■ **ASSIGNMENT**
Exactly reproduce the lines from the line containing "# mark a point on every instance of the dangling" to the end of the data below, inclusive, and nothing else.

■ **INFORMATION GIVEN**
##########
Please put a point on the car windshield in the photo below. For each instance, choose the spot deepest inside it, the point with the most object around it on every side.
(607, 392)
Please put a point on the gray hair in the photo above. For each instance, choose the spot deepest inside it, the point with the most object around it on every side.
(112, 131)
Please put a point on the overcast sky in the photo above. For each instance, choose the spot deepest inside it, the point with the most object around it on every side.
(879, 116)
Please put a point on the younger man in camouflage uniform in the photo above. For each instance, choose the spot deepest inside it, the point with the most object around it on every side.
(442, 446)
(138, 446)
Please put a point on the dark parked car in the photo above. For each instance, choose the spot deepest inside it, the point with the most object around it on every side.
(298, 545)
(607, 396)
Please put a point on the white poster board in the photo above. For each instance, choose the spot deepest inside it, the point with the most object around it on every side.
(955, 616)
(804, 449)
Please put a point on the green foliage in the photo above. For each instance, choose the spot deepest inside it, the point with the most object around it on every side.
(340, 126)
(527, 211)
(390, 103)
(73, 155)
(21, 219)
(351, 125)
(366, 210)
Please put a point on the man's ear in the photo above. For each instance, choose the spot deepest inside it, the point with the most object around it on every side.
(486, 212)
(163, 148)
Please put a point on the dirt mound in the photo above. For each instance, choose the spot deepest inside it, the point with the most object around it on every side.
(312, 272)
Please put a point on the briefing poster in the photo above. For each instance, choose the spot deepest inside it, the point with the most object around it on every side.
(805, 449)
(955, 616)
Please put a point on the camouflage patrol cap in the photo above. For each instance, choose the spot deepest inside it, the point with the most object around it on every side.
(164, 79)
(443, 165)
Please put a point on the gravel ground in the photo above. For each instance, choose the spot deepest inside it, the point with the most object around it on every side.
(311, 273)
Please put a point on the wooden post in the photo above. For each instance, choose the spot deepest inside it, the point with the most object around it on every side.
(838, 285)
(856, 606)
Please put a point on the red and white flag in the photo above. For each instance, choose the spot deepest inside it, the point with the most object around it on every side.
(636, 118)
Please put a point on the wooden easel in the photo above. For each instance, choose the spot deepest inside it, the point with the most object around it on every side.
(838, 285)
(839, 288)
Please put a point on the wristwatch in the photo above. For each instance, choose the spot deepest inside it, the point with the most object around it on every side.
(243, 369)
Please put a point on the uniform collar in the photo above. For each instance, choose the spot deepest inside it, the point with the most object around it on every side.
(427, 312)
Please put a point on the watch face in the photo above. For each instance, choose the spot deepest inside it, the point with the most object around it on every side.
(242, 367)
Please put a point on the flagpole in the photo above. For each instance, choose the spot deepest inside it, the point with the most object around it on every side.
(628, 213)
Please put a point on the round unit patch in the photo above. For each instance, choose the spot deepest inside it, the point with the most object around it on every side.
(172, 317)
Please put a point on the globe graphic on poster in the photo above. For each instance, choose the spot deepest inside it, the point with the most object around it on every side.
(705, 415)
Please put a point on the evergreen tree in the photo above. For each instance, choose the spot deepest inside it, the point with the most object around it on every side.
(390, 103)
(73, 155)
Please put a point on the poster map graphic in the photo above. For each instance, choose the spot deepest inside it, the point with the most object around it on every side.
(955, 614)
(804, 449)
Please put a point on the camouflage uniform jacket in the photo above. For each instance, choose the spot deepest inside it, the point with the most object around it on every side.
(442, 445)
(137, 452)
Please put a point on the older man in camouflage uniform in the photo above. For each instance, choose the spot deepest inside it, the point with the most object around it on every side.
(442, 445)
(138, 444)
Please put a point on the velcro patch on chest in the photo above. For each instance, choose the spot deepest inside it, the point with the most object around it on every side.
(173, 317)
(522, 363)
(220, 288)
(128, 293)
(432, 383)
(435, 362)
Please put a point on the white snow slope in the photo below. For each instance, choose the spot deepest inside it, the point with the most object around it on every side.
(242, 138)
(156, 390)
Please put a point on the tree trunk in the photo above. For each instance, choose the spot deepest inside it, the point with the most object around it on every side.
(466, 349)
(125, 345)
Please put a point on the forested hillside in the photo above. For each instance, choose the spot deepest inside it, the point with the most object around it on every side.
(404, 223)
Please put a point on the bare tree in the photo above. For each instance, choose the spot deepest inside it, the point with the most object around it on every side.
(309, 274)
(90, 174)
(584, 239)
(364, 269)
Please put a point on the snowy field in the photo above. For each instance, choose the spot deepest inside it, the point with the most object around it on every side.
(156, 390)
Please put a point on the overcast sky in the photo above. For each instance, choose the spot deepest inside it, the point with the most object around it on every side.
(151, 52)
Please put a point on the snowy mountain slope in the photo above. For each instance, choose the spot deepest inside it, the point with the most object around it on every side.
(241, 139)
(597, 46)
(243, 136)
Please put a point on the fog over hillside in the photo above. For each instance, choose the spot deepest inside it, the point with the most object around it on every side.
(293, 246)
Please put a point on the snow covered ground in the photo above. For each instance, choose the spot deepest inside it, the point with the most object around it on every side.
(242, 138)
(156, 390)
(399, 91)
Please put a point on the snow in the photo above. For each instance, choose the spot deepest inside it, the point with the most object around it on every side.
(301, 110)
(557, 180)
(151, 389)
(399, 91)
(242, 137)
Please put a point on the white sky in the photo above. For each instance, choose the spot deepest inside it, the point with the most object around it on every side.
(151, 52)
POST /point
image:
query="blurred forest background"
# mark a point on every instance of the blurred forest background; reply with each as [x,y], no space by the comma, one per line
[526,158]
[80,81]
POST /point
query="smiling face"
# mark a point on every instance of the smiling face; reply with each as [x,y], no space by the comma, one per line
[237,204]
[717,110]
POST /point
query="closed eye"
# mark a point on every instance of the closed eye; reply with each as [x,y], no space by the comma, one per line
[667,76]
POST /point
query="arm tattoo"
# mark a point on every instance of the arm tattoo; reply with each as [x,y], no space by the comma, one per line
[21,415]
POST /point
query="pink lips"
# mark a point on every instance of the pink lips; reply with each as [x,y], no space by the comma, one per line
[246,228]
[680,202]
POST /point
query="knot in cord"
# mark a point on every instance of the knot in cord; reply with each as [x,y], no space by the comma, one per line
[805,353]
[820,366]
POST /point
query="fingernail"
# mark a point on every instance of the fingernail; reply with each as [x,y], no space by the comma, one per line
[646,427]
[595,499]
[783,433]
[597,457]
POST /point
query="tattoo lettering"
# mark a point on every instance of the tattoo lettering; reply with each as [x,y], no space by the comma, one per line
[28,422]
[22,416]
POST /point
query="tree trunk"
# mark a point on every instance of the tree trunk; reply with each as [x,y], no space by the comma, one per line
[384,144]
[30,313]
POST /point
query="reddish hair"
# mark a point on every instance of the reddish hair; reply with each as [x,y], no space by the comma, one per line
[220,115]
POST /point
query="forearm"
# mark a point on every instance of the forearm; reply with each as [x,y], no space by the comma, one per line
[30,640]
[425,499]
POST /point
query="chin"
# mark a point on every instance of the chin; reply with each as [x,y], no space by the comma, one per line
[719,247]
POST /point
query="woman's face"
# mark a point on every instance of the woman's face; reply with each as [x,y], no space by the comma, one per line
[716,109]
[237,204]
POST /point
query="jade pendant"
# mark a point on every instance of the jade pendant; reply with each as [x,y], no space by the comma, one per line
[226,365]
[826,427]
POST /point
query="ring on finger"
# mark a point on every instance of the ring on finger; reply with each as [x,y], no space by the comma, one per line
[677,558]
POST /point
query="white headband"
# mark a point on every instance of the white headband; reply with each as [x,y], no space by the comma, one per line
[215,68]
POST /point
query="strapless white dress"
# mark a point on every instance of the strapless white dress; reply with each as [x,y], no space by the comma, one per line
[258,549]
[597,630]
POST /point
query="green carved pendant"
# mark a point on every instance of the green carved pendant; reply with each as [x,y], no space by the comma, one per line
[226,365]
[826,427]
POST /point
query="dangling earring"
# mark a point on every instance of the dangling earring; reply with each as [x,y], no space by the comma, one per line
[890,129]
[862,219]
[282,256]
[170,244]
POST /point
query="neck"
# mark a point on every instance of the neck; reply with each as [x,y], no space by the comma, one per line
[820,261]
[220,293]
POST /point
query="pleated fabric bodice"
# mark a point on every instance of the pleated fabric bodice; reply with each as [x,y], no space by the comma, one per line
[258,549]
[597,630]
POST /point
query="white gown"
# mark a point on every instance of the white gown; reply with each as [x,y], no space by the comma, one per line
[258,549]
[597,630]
##########
■ **EXERCISE OUTPUT**
# mark a point on every instance of the dangling earring; reply with each as [x,y], no space by the comma, one per line
[890,129]
[862,219]
[282,256]
[170,244]
POST /point
query="neck"
# mark a point on every instance of the neck; reply with each as [x,y], no space by the comma, one per line
[820,261]
[220,293]
POST /point
query="pleated fabric bodice"
# mark a point on every instance of the pleated fabric bodice; reply with each as [x,y], no space by the comma, one per line
[258,549]
[597,630]
POST /point
query="white gown"
# mark a point on every instance of the white gown; reply with each as [x,y], no space by the comma, one per line
[258,549]
[597,630]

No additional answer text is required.